++++ PASSAGE PROVIDED ++++

Re: Spark Streaming Empty DStream / RDD and reduceByKey

Abraham Jacob Tue, 14 Oct 2014 16:36:31 -0700

Yeah... it totally should be... There is nothing fancy in there -


import org.apache.spark.api.java.function.Function2;

public class ReduceWords implements Function2<Integer, Integer, Integer> {

private static final long serialVersionUID = -6076139388549335886L;

public Integer call(Integer first, Integer second){
return first + second;
}
}




On Tue, Oct 14, 2014 at 4:16 PM, Stephen Boesch <java...@gmail.com> wrote:

> Is ReduceWords serializable?
>
> 2014-10-14 16:11 GMT-07:00 Abraham Jacob <abe.jac...@gmail.com>:
>
>
>> Hi All,
>>
>> I am trying to understand what is going on in my simple WordCount Spark
>> Streaming application. Here is the setup -
>>
>> I have a Kafka producer that is streaming words (lines of text). On the
>> flip side, I have a spark streaming application that uses the high-level
>> Kafka/Spark connector to read in these messages from the kafka topic. The
>> code is straightforward  -
>> Using CDH5.1.3 distribution and submitting the job to a yarn cluster
>>
>>
>> SparkConf sparkConf = new
>> SparkConf().setMaster("yarn-cluster").setAppName("Streaming WordCount");
>> sparkConf.set("spark.shuffle.manager", "SORT");
>> sparkConf.set("spark.streaming.unpersist", "true");
>> JavaStreamingContext jssc = new JavaStreamingContext(sparkConf, new
>> Duration(1000));
>>  Map<String, String> kafkaConf = new HashMap<String, String>();
>> kafkaConf.put("zookeeper.connect", zookeeper);
>> kafkaConf.put("group.id", consumerGrp);
>> kafkaConf.put("auto.offset.reset", "largest");
>> kafkaConf.put("zookeeper.conection.timeout.ms", "1000");
>> kafkaConf.put("rebalance.max.retries", "20");
>> kafkaConf.put("rebalance.backoff.ms", "30000");
>>  Map<String, Integer> topicMap = new HashMap<String, Integer>();
>> topicMap.put(topic, 1);
>>  List<JavaPairDStream<byte[], String>> kafkaStreams = new
>> ArrayList<JavaPairDStream<byte[], String>>();
>> for(int i = 0; i < numPartitions; i++) {
>> kafkaStreams.add(KafkaUtils.createStream(jssc, byte[].class,
>> String.class,
>> DefaultDecoder.class, PayloadDeSerializer.class,
>> kafkaConf, topicMap, StorageLevel.MEMORY_ONLY_SER()).mapToPair(new
>> PairFunction<Tuple2<byte[],String>, byte[], String>() {
>>
>> private static final long serialVersionUID = -1936810126415608167L;
>>
>> public Tuple2<byte[], String> call(Tuple2<byte[], String> tuple2) throws
>> Exception {
>> return tuple2;
>> }
>> }
>> )

++++ RECORDS SUPPLIED ++++

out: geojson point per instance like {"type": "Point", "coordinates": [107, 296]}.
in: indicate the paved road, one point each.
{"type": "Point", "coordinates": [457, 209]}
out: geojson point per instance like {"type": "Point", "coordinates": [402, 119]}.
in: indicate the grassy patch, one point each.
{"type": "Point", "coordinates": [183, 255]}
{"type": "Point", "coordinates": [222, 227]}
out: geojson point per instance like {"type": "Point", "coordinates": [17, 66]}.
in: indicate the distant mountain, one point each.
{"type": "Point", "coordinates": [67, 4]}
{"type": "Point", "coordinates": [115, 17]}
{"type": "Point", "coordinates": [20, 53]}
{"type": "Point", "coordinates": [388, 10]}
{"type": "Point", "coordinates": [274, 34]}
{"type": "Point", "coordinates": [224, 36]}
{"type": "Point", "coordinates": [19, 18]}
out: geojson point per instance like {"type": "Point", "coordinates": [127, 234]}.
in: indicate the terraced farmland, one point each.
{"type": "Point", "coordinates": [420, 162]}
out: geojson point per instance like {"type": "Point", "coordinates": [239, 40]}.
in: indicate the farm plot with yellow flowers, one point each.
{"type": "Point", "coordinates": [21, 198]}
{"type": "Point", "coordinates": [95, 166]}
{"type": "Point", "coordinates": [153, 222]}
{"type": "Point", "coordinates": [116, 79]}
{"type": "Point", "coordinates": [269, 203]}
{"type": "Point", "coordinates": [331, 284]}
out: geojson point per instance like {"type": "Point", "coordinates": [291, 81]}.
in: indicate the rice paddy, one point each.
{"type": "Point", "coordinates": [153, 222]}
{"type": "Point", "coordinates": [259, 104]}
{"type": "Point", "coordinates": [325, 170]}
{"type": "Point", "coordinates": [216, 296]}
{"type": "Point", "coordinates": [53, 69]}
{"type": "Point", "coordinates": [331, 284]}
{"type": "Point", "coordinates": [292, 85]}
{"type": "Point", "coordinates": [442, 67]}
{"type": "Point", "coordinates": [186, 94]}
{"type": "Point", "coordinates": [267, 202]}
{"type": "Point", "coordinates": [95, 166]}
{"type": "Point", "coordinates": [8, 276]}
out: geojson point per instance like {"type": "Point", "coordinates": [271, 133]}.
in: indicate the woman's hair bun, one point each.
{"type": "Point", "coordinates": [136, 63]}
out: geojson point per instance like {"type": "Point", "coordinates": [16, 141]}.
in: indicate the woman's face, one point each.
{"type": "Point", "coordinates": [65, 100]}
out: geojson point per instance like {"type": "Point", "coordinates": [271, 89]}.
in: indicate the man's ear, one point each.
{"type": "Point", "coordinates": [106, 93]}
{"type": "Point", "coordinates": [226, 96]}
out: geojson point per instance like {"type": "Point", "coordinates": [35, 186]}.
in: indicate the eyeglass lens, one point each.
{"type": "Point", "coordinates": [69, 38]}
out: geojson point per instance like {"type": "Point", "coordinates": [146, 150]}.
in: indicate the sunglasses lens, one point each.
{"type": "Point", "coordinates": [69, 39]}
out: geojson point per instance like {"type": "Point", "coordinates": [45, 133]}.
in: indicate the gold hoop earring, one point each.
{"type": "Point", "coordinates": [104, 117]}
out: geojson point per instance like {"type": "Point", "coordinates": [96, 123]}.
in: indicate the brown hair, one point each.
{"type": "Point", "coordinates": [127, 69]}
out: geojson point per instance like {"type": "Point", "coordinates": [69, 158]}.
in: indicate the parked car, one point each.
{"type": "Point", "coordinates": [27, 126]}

++++

[PROBLEM REQUIREMENTS]
Can you update the part of the Spark Streaming thread that opens with "public Integer call(Integer" and closes with "Is ReduceWords serializable?" by giving it again with "second" replaced by "other"?

[FINAL ANSWER]
public Integer call(Integer first, Integer other){
return first + other;
}
}




On Tue, Oct 14, 2014 at 4:16 PM, Stephen Boesch <java...@gmail.com> wrote:

> Is ReduceWords serializable?